### Task brief
Copy every line of the items below word for word, and leave the pictures out of your copy.

### Dataset records
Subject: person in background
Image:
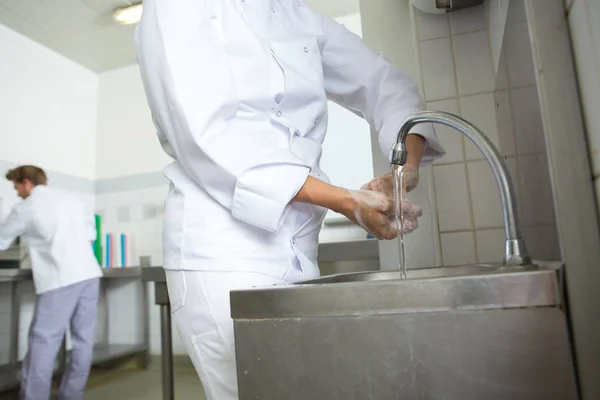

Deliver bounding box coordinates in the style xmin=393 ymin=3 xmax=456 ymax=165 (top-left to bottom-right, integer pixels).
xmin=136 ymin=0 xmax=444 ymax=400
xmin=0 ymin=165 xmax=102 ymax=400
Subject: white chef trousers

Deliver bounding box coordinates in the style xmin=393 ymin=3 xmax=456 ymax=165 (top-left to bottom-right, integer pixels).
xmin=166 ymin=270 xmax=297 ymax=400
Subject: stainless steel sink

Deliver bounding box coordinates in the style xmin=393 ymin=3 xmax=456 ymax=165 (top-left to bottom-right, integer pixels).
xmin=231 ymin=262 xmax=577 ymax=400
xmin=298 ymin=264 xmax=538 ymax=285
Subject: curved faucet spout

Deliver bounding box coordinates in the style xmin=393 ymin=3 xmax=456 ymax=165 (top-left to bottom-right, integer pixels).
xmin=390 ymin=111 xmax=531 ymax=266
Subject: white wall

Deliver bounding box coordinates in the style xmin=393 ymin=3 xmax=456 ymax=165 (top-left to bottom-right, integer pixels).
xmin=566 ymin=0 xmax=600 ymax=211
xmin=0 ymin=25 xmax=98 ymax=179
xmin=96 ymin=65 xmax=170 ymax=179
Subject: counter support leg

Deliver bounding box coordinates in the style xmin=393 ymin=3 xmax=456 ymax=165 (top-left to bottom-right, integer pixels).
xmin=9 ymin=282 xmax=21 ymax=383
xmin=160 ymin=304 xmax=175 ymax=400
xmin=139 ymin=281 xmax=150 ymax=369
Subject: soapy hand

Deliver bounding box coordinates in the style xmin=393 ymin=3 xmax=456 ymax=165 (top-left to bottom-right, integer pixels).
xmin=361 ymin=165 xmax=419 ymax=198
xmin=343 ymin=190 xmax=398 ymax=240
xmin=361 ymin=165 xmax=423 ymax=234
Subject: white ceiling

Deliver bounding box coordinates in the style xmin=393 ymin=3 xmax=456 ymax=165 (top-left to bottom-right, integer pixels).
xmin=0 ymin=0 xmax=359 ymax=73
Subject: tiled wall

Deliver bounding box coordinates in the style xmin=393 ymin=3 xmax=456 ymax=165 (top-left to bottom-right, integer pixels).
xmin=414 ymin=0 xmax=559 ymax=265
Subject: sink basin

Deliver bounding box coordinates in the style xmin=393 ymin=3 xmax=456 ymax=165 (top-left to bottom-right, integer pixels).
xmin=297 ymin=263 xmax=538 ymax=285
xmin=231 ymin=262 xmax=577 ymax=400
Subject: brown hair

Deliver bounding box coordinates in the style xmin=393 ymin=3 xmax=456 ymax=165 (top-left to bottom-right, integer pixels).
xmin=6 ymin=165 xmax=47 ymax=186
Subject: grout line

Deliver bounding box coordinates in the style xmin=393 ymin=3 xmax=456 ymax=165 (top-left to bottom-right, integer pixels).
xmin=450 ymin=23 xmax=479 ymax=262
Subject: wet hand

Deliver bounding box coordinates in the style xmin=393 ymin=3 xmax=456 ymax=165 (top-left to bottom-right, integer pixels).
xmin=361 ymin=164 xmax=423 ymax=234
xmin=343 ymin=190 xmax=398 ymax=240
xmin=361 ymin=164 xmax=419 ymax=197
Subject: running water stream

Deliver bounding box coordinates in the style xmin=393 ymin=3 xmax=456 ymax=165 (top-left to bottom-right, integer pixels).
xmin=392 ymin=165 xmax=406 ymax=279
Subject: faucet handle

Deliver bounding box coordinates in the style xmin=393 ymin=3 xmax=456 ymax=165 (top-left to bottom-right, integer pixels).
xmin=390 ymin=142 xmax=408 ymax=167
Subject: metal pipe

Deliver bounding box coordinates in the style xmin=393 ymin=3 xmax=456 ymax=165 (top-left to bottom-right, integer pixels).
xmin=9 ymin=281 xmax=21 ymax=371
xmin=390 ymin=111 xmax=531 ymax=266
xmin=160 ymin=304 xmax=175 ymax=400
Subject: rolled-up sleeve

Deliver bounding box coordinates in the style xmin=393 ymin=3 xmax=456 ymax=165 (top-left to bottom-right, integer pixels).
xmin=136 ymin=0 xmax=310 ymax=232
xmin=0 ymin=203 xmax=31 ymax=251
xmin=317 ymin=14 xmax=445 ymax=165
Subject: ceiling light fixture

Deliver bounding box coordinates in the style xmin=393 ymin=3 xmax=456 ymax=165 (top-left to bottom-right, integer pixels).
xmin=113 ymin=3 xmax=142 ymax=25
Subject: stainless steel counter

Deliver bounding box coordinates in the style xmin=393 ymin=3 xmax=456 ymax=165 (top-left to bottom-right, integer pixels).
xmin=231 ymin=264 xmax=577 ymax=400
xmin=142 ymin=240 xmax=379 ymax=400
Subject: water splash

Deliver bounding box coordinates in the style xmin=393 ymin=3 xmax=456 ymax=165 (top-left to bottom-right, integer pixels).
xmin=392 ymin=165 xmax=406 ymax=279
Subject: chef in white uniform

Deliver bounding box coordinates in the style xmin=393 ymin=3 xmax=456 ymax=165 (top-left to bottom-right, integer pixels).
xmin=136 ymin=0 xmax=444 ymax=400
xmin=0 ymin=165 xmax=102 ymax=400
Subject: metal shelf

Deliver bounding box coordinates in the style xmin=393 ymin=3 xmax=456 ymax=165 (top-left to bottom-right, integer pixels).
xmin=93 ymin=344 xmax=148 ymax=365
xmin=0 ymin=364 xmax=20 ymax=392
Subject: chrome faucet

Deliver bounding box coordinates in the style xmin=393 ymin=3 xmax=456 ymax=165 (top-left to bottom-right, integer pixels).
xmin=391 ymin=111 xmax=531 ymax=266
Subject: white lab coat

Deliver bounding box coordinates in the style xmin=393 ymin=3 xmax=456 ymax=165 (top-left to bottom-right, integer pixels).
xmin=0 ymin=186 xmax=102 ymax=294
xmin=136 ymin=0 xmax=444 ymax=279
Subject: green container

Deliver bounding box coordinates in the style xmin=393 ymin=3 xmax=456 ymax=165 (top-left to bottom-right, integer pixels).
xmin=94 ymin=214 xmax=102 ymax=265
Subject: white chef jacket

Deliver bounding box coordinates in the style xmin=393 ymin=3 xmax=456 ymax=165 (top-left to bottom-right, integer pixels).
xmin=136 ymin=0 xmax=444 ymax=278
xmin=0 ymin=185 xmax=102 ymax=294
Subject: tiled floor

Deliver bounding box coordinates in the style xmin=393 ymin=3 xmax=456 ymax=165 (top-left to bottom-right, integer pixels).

### Solved problem
Subject: person in background
Image:

Deliver bounding box coordinates in the style xmin=393 ymin=3 xmax=456 ymax=165 (top-left to bottom-right, integer pixels).
xmin=136 ymin=0 xmax=444 ymax=400
xmin=0 ymin=165 xmax=102 ymax=400
Subject: white chef trousers

Deliver bounding box coordinates in the style xmin=393 ymin=3 xmax=456 ymax=165 (top-left to bottom-right, integer pixels).
xmin=166 ymin=270 xmax=297 ymax=400
Subject: stainless steel sink

Deliver bounding box coordinates in the style xmin=393 ymin=3 xmax=456 ymax=165 (top-left to bottom-right, integer pixels).
xmin=231 ymin=262 xmax=577 ymax=400
xmin=298 ymin=264 xmax=538 ymax=285
Subject: curved faucet spout

Deliver bounding box coordinates in the style xmin=393 ymin=3 xmax=456 ymax=165 (top-left to bottom-right, integer pixels).
xmin=390 ymin=111 xmax=531 ymax=266
Subject: white wall

Deliver bounding box coordinates in the style xmin=393 ymin=3 xmax=456 ymax=165 (top-left to bottom-right, integer pixels).
xmin=566 ymin=0 xmax=600 ymax=211
xmin=0 ymin=25 xmax=98 ymax=179
xmin=96 ymin=65 xmax=170 ymax=179
Subject: counter support leg

Deliver bounding box coordinates in the style xmin=393 ymin=3 xmax=456 ymax=165 (top-left to bottom-right, integer pixels).
xmin=9 ymin=282 xmax=21 ymax=383
xmin=160 ymin=304 xmax=175 ymax=400
xmin=139 ymin=281 xmax=150 ymax=369
Subject: soapy hand

Deliver bounding box coordinates in the style xmin=393 ymin=3 xmax=456 ymax=165 (top-left to bottom-right, integer pixels).
xmin=361 ymin=165 xmax=419 ymax=198
xmin=343 ymin=190 xmax=398 ymax=240
xmin=361 ymin=165 xmax=423 ymax=234
Subject: white ceiling

Deliver bounding box coordinates in the style xmin=393 ymin=3 xmax=456 ymax=165 (top-left to bottom-right, integer pixels).
xmin=0 ymin=0 xmax=359 ymax=73
Subject: tiled wall

Deliver bounding box coordinates in the style xmin=393 ymin=3 xmax=456 ymax=165 (top-left to bottom-right, integer pixels).
xmin=414 ymin=0 xmax=559 ymax=265
Subject: sink basin

Deliver bounding box coordinates in the style xmin=393 ymin=3 xmax=456 ymax=165 (top-left to bottom-right, integer pixels).
xmin=297 ymin=263 xmax=538 ymax=285
xmin=231 ymin=262 xmax=577 ymax=400
Subject: brown hair

Deliver bounding box coordinates in the style xmin=393 ymin=3 xmax=456 ymax=165 (top-left to bottom-right, integer pixels).
xmin=6 ymin=165 xmax=47 ymax=186
Subject: grout line

Deliver bounding box coordinates in the style xmin=393 ymin=3 xmax=456 ymax=165 (top-left to bottom-right, integer pixels).
xmin=450 ymin=23 xmax=479 ymax=262
Subject: wet hand

Deliver bounding box coordinates in the style xmin=393 ymin=3 xmax=456 ymax=165 (top-left to bottom-right, integer pixels).
xmin=361 ymin=164 xmax=423 ymax=234
xmin=343 ymin=190 xmax=398 ymax=240
xmin=361 ymin=164 xmax=419 ymax=197
Subject: running water stream

Deliver bounding box coordinates in the style xmin=393 ymin=3 xmax=456 ymax=165 (top-left to bottom-right, integer pixels).
xmin=392 ymin=165 xmax=406 ymax=279
Subject: faucet handle

Deliver bounding box coordinates in the style xmin=393 ymin=3 xmax=456 ymax=165 (top-left to bottom-right, integer pixels).
xmin=390 ymin=142 xmax=408 ymax=167
Subject: metal pipe

Deliver bounding box coordinates in the style xmin=393 ymin=3 xmax=456 ymax=165 (top-left to bottom-right, integer pixels).
xmin=9 ymin=281 xmax=21 ymax=371
xmin=390 ymin=111 xmax=531 ymax=266
xmin=160 ymin=304 xmax=175 ymax=400
Subject: rolled-up sleeve

Deliver bounding box coordinates in the style xmin=393 ymin=3 xmax=456 ymax=165 (top-left to bottom-right, integer pixels).
xmin=136 ymin=0 xmax=310 ymax=232
xmin=0 ymin=203 xmax=31 ymax=251
xmin=317 ymin=14 xmax=445 ymax=165
Subject: ceiling light fixture

Deliver bounding box coordinates in the style xmin=393 ymin=3 xmax=456 ymax=165 (top-left to bottom-right, integer pixels).
xmin=113 ymin=3 xmax=142 ymax=25
Subject: stainless steel counter

Deliver bounding box coordinates in the style xmin=393 ymin=3 xmax=456 ymax=165 (top-left to bottom-right, integer pixels).
xmin=231 ymin=264 xmax=577 ymax=400
xmin=142 ymin=240 xmax=379 ymax=400
Subject: water splash

Deliver bounding box coordinates in the style xmin=393 ymin=3 xmax=456 ymax=165 (top-left to bottom-right, integer pixels).
xmin=392 ymin=165 xmax=406 ymax=279
Subject: chef in white uniform

Deliver bounding box coordinates in the style xmin=393 ymin=3 xmax=456 ymax=165 (top-left to bottom-right, integer pixels).
xmin=136 ymin=0 xmax=444 ymax=400
xmin=0 ymin=165 xmax=102 ymax=400
Subject: metal shelf

Deliver bounding box coordinates in the style xmin=393 ymin=3 xmax=456 ymax=165 (top-left to bottom-right, integer pixels).
xmin=93 ymin=344 xmax=148 ymax=365
xmin=0 ymin=364 xmax=20 ymax=392
Subject: chrome faucet

Deliver bounding box coordinates in the style xmin=393 ymin=3 xmax=456 ymax=165 (top-left to bottom-right, integer pixels).
xmin=391 ymin=111 xmax=531 ymax=266
Subject: white lab coat

Deliver bounding box coordinates in the style xmin=393 ymin=3 xmax=456 ymax=165 (top-left to bottom-right, integer pixels).
xmin=0 ymin=186 xmax=102 ymax=294
xmin=136 ymin=0 xmax=444 ymax=279
Subject: green container

Deliver bounding box coordinates in the style xmin=393 ymin=3 xmax=456 ymax=165 (top-left to bottom-right, integer pixels).
xmin=94 ymin=214 xmax=102 ymax=265
Subject: white chef jacket

Deliver bounding box coordinates in the style xmin=393 ymin=3 xmax=456 ymax=165 (top-left to bottom-right, integer pixels).
xmin=136 ymin=0 xmax=444 ymax=278
xmin=0 ymin=185 xmax=102 ymax=294
Subject: tiled floor

Deliver bounding box coordinates in the style xmin=393 ymin=3 xmax=456 ymax=165 (top-left to bottom-right, integer pixels).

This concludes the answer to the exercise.